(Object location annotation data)
************

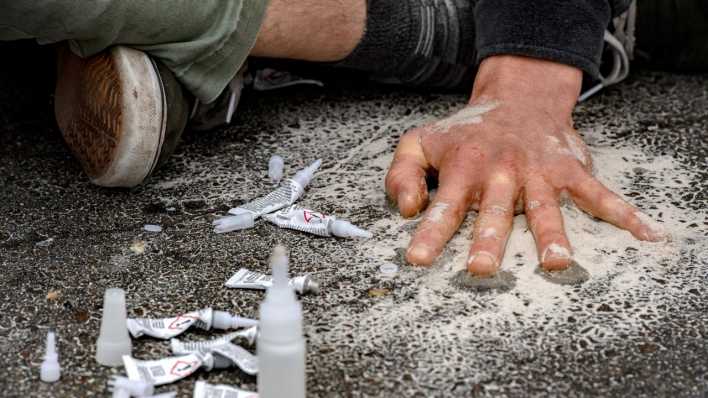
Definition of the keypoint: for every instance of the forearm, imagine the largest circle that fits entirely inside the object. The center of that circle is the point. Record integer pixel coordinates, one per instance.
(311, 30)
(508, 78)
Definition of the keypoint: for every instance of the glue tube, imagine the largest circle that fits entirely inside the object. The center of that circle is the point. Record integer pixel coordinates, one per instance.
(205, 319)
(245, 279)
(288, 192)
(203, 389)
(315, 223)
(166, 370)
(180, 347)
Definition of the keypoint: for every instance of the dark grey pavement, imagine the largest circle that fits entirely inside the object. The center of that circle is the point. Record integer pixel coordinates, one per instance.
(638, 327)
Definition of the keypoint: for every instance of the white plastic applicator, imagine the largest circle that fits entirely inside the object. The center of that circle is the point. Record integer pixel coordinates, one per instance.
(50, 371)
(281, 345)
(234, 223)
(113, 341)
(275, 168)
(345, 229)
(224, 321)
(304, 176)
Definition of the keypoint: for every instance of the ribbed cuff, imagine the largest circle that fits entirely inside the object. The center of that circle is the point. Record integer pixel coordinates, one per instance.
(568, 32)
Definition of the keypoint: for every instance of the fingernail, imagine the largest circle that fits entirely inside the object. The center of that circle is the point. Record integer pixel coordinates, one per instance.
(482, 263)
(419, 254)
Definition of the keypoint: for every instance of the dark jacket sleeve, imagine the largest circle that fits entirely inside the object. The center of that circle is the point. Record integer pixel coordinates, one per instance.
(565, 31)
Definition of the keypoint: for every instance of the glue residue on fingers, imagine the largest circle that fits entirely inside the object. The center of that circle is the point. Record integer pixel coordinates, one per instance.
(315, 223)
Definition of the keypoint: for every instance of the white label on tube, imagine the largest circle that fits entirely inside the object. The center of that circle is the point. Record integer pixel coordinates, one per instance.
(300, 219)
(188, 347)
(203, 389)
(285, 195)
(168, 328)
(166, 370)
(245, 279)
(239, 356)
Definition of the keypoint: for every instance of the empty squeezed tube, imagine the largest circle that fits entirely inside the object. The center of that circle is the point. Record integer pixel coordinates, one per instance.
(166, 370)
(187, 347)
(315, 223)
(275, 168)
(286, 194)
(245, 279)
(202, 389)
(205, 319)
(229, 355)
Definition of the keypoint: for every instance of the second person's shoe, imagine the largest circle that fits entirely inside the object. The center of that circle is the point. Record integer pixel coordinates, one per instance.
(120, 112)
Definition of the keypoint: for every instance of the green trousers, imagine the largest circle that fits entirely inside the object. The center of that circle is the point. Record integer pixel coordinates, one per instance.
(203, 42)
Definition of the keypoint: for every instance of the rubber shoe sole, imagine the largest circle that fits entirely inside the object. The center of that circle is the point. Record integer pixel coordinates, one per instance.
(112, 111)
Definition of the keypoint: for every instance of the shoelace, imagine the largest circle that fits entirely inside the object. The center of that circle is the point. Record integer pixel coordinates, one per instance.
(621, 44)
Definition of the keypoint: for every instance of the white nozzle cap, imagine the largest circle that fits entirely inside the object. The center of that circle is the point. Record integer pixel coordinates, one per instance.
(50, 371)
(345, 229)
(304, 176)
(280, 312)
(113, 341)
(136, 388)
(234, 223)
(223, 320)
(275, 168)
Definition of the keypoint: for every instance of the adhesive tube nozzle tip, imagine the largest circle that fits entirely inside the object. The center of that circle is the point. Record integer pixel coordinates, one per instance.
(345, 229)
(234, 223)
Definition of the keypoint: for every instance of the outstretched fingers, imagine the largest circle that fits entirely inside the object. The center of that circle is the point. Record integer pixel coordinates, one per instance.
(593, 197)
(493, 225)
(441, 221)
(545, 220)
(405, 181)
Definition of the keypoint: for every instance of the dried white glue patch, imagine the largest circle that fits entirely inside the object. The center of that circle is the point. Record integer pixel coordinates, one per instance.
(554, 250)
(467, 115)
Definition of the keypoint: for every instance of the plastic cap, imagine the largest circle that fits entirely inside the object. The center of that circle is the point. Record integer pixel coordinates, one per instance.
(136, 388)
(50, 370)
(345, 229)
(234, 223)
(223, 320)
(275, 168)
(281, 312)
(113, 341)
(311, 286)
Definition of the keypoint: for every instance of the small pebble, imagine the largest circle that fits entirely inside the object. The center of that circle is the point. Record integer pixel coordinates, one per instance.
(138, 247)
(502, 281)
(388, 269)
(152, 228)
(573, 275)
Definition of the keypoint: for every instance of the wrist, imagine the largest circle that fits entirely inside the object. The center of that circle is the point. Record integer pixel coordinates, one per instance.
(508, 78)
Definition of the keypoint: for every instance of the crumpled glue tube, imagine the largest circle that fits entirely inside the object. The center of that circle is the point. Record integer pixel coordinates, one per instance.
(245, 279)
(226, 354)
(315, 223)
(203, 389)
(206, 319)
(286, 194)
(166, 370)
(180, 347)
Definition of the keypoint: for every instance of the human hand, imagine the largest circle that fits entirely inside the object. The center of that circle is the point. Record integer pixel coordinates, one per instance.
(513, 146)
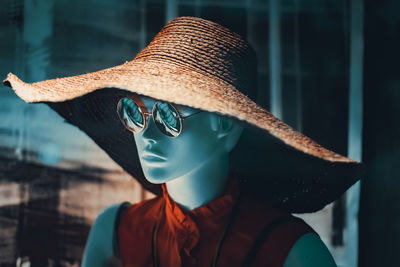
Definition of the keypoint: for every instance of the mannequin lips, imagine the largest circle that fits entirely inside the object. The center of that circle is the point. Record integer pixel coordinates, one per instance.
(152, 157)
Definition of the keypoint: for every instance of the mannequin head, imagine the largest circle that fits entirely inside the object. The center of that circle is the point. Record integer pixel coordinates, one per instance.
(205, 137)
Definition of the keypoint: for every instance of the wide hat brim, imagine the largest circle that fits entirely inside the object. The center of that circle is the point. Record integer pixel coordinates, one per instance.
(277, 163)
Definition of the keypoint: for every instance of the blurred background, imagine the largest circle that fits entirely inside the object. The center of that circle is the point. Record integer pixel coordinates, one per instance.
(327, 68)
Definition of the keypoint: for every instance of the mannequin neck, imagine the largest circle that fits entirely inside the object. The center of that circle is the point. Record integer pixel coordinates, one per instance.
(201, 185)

************

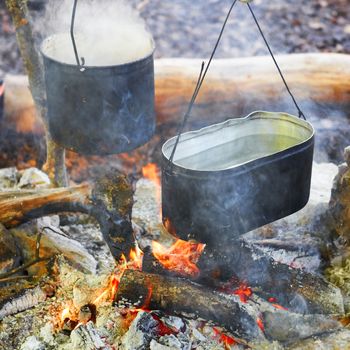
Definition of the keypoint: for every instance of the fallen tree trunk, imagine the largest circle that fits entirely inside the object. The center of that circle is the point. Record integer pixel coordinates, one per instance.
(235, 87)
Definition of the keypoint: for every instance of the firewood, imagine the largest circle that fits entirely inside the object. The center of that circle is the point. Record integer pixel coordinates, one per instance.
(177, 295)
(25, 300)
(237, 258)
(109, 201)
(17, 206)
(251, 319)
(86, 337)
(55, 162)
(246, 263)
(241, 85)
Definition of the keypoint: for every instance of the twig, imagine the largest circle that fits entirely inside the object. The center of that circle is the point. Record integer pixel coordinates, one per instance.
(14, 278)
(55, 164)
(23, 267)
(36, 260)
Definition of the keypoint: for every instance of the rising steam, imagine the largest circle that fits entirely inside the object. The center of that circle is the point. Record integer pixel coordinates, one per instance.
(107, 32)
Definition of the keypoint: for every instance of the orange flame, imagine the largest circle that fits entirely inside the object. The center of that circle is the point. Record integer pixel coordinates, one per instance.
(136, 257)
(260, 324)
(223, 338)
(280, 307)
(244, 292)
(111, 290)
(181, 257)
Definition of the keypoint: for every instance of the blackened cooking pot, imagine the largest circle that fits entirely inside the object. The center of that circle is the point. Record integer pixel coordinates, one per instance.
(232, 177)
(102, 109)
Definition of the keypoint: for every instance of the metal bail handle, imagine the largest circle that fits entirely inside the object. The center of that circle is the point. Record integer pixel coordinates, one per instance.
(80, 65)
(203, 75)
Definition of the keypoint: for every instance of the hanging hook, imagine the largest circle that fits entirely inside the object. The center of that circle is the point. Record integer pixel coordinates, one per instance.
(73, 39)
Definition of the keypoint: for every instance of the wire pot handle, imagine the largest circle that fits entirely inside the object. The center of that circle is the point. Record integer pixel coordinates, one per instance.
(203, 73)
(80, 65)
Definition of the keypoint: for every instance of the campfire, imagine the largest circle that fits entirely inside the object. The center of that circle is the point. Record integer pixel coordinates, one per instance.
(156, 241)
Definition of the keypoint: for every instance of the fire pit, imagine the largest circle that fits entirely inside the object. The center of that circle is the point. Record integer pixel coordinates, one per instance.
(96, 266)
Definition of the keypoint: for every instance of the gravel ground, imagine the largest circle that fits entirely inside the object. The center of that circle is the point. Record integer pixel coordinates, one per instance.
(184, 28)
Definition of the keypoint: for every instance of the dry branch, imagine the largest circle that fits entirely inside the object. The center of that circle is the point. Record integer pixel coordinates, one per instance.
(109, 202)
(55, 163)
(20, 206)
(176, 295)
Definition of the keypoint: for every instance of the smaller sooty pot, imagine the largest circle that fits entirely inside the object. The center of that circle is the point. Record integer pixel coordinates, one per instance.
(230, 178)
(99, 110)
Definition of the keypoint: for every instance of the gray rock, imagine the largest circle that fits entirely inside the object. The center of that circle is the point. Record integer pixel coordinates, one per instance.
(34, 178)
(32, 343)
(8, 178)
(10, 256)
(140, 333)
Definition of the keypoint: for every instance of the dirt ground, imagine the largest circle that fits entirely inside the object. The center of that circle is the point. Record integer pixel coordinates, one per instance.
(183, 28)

************

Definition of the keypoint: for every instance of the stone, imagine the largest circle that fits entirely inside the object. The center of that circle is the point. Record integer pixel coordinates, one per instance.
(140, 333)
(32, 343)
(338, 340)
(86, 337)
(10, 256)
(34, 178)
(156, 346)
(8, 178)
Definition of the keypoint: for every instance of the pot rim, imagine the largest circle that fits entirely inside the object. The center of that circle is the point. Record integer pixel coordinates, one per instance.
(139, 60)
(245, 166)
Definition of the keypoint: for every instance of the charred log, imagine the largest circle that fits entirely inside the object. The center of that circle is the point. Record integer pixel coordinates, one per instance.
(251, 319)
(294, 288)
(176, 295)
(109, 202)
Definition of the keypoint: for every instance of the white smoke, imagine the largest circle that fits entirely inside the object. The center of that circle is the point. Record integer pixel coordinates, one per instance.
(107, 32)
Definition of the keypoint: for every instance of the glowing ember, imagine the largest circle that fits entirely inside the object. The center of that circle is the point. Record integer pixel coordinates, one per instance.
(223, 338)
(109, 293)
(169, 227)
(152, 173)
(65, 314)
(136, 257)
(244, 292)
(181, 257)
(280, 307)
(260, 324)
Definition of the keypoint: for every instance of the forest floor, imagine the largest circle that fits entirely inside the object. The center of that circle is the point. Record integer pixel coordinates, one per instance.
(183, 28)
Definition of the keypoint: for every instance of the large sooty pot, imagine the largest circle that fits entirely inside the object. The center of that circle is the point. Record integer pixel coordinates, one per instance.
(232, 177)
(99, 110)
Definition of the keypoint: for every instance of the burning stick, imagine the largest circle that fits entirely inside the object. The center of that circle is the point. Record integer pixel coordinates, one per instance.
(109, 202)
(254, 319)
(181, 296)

************

**Exercise task:** From the entries above, extract every line that contains the word "handle", matching case exactly.

**Result:**
Definition of the keypoint: for every instance of the metal bail handle, imagine the largest circle that fits entirely inside the object. The center of that circle is the point. Record integer pixel coordinates, one per instance.
Definition of the keypoint: for every instance of the wire pot handle, imagine the largest circle that fits entirely inside the object. The center of that circle is the point. Record integer pixel coordinates, one per instance.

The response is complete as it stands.